Selected passage -
Add chicken, stir in noodles and vegetables. Sprinkle with more parmesan cheese and stir gently. Serves 2 generously.


----------



## knight76 (Jun 26, 2008)

Thanks Karen that sounds great. But a quick question or two.

After Sauteing the chicken and removing, do you clean out the skillet and start fresh, or do you add the three TBS of butter to the butter that is left in from the chicken saute?

Otherwise sounds tasty. Not a broccoli fan, but im sure in this recipe you wont be able to taste them too much. Plus, I think this type of recipe (the creamy chicken fettuccine) needs some green.


----------



## MexicoKaren (Jun 26, 2008)

I just keep using the same skillet - the chicken will have absorbed most of the earlier butter, and the butter is actually the base for the sauce. I'm sure you could accomplish the whole thing with less butter, but why? LOL

For something green, you could also use asparagus or maybe some snow peas...either would be very good. My DH, by the way, usually does not care for heavy, creamy sauces (what is wrong with him?) but he loved this.

Here is a pic:


----------



## knight76 (Jun 26, 2008)

MexicoKaren said:


> I just keep using the same skillet - the chicken will have absorbed most of the earlier butter, and the butter is actually the base for the sauce. I'm sure you could accomplish the whole thing with less butter, but why? LOL



As Chef Jean Pierre says, a little bit of butter is good with butter!

I am going to be cooking one of these recipe's this weekend. I only cook on my weekends as the rest of the days I get home late from work. Can't wait.


----------



## knight76 (Jun 27, 2008)

I will be cooking one of these dishes tomorrow and at the moment I am leaning towards MexicoKarens dish for my first attempt. Mostly because it has the garlic that I am after and the recipe has sepcific measurements to follow. I am going to be replacing the broccoli with something else though. Maybe snow peas. I may alsoa dd some shallots to the garlic!

Thanks everyone for the great recipes. I am looking forward to this.

Excerpted data -

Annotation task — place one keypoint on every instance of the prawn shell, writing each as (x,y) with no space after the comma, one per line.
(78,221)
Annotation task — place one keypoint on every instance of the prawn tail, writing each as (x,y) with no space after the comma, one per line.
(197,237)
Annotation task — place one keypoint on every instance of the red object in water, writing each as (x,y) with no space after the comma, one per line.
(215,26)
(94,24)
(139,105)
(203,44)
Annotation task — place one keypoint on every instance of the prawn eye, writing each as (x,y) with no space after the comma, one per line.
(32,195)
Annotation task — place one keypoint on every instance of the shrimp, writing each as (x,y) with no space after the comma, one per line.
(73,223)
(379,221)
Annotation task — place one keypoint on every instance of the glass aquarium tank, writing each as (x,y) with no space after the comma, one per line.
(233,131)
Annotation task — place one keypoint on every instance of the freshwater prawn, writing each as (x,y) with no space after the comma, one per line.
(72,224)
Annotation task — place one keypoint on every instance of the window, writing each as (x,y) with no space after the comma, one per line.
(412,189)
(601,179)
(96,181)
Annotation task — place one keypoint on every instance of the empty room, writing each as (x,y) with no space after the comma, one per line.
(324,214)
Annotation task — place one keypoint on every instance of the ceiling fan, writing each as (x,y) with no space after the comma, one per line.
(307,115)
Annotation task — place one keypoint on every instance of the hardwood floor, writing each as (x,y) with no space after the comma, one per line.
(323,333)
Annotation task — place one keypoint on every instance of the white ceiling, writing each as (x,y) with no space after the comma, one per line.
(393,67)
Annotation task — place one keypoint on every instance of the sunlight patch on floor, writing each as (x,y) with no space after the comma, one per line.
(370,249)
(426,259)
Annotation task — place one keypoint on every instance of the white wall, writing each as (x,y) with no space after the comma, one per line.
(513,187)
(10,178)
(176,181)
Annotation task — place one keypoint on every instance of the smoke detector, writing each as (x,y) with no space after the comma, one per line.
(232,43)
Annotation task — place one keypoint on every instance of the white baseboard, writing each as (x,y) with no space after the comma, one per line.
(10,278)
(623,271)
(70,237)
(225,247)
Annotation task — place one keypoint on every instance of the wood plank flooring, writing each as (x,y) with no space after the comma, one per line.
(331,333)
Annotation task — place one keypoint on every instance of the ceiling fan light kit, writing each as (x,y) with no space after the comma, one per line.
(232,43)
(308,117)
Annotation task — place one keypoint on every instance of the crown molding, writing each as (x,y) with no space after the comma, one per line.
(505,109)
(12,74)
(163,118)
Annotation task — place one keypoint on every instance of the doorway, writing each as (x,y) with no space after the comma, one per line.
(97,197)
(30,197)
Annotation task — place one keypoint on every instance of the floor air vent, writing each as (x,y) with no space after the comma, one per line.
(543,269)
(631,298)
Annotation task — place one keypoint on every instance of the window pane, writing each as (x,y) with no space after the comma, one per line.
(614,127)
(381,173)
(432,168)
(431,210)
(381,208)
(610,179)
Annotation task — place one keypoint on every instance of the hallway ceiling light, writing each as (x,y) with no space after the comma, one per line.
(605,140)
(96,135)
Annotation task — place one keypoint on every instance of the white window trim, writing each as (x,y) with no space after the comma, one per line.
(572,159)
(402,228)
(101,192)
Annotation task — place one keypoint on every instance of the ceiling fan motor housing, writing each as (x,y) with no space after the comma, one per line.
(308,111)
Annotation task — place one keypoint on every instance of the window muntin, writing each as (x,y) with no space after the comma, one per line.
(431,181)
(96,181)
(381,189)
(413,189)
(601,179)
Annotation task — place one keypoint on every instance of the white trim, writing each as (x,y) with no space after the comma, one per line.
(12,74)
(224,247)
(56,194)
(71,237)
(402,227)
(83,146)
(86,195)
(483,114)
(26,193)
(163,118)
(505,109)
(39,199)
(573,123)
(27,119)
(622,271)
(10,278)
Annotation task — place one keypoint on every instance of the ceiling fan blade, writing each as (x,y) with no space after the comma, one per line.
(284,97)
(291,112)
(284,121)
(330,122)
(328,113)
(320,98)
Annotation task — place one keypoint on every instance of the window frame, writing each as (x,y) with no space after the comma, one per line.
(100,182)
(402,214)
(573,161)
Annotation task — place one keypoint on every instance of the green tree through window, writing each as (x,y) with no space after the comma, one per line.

Task instructions -
(1) Tally the lines in the records above that contain the string "prawn", and give only that number.
(2) Extend the chicken fettuccine forum thread above, picking up right after its final post.

Results of the tasks -
(1) 4

(2)
----------



## Chief Longwind Of The North (Jun 27, 2008)

Here is a classic Carbonara recipe.  I've made similar recipes and they are very tasty indeed.  Substitute your fettuchini for the spaghetti and you will have the makings of a deliscious meal.  The only problem with this recipe is that I didn't create it, and so can't take credit for it. (just kidding).  Her's the link:  Spaghetti Carbonara Recipe - Start With Pasta Easy Recipes - Spaghetti Carbonara Entree Recipes

Seeeeeeya; Goodweed of the North


----------



## MexicoKaren (Jun 27, 2008)

GW, that is going to be our dinner tomorrow night. I have some wonderful bacon to use up. Thanks!


----------



## kitch22 (Jun 27, 2008)

I know I'm a little late coming in on this, but reading this thread reminded me of a dish I created a while back when I had limited ingredients, but it was so tasty. It's not chicken, tho you could take out some of the bacon and add some cut up chicken breast, but it's creamy and it's pasta. 

*Creamy Bacon Pasta
1/2 lb. pasta (I use spaghetti)
1/2 lb. bacon, cut into 1 inch pieces
1 small onion, chopped
2 cloves garlic, chopped
1 1/2 cups heavy cream
1/4 cup parmesan cheese, grated
1/4 tsp. pepper
 
Cook spaghetti according to package directions, drain. Set aside. 
Cook the bacon pieces until starting to brown, add the onion and cook until tender. If the bacon gave off a lot of grease, drain off most of the drippings, add the garlic and cook for another minute . Add the cream and bring to a boil and cook until it starts to thicken. Add the parmesan cheese and pasta. Toss. 
*


----------



## MexicoKaren (Jun 27, 2008)

Oh yum. Bacon, garlic, cream, cheese....what's not to like??? Thanks for sharing.


----------



## knight76 (Jun 28, 2008)

kitch22 said:


> I know I'm a little late coming in on this



No such thing as far as im concerned. The more the merrier.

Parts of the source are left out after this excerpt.